* _Set problem 1_
Answer these questions using the passage on USPTO patent examiners, each answer on its own line marked like its question:
(a) Between which years did the USPTO recognize that examiner attrition had become a significant problem?
(b) How many peer-reviewed journals does the IEEE alone publish, according to the passage?
(c) How many examiners does the passage say the USPTO has?
* _Set problem 2_
Write out the section of the passage on USPTO patent examiners that starts at "This hardly seems" and ends at "of keeping up.".
* _Set problem 3_
Extend the passage on USPTO patent examiners by continuing it after its final sentence.
──────── Text shown ────────
Expertise and experience

Examiners at the USPTO, once completing an extensive training program, affiliate with a specialty group. These groups organize the examiners into topics so that their specific knowledge and experience is applicable to the subject matter they will examine. Examination of an application, though the responsibility of a single examiner, often involves participation or assignment by more senior group leaders who have been working in a particular field for much of their career. Between 2005 and 2007, the USPTO recognized that examiner attrition had become a significant problem. The body of experienced patent researchers was shrinking rather than growing. The problem is not about whether examiners can simply identify what’s going on in a patent--most university graduates can eventually read and understand patents in their field. The problems are efficiency and effectiveness. Inexperienced examiners take longer, and their lack of familiarity with the history of particular field means they miss critical knowledge that would help them complete an effective prior art search, particularly of non-patent literature.

Non-patent literature is at the heart of a divide between the scientific community and the intellectual property community that at very least aggravates many of the USPTO’s existing problems. Scientific researchers at research universities or laboratories are seldom concerned with the details of the patent process, and few (if any) remain apprised of the latest patents in their field. These researchers typically develop a very high degree of specialization in their field and devote most of their energy into becoming and remaining a part of the academic community through academic publishing in scientific journals. [] The IEEE alone publishes more than 120 peer reviewed journals and more than 300 annual conferences, behind which is an army of nearly 400,000 researchers pushing the boundaries of innovation in just the fields of electrical engineering and computer science. Behind these researchers are, in turn, armies of tech-transfer-office employees and patent attorneys who take care of the patent details with which the researchers do not want to concern themselves.

This hardly seems fair, and the USPTO, with all its problems, no doubt get my kudos. No matter how hard they try and how efficient they are, the only 6,000 examiners have little hope of keeping up.

Getting back on track

In the second article of this series, I mentioned some steps the agency has taken to combat examiner attrition and increase hiring of qualified experts. In a 2010, the Government Accountability Office notes that “[r]ecently, the USPTO management has also recognized the need for changes in its performance management system and additional training for its employees and manager.” The management has implemented new timing, control, and performance evaluation measures to help bring the system back into balance[Tack 1 enhanced timing control procedures.]. These measures, by my estimation more reactive than proactive, are now little more than damage control.
──────── Data extract ────────
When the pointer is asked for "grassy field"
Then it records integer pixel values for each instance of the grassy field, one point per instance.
────────
* _Task response 1_
(a) Between 2005 and 2007.
(b) More than 120.
(c) 6,000.

* _Task response 2_
This hardly seems fair, and the USPTO, with all its problems, no doubt get my kudos. No matter how hard they try and how efficient they are, the only 6,000 examiners have little hope of keeping up.

* _Task response 3_
The Leahy-Smith America Invents Act also represents a significant shift in the American patent system which should eventually provide significant relief to many of the problems discussed in this series. Major stipulations include switching to a first-to-file system, which should reduce the difficulties posed by non-patent literature to patentability. The system does not change until march of next year, though, and another generation will pass before many of these patents expire--so in the shorter term the system still has significant difficulties to address in these domains.

One of the most significant changes is the announcement that the USPTO will open three satellite offices around the country. This not only expands the base of patent examiners but puts them in areas where innovation is actually happening. Opportunities for employment at the USPTO that are not confined to the D.C. area will facilitate the sort of courting of expert scientists and researchers necessary. The USPTO should consider further expansions in upcoming years to other intellectual centers around the country to start and bring the scientific community and the intellectual property community back together.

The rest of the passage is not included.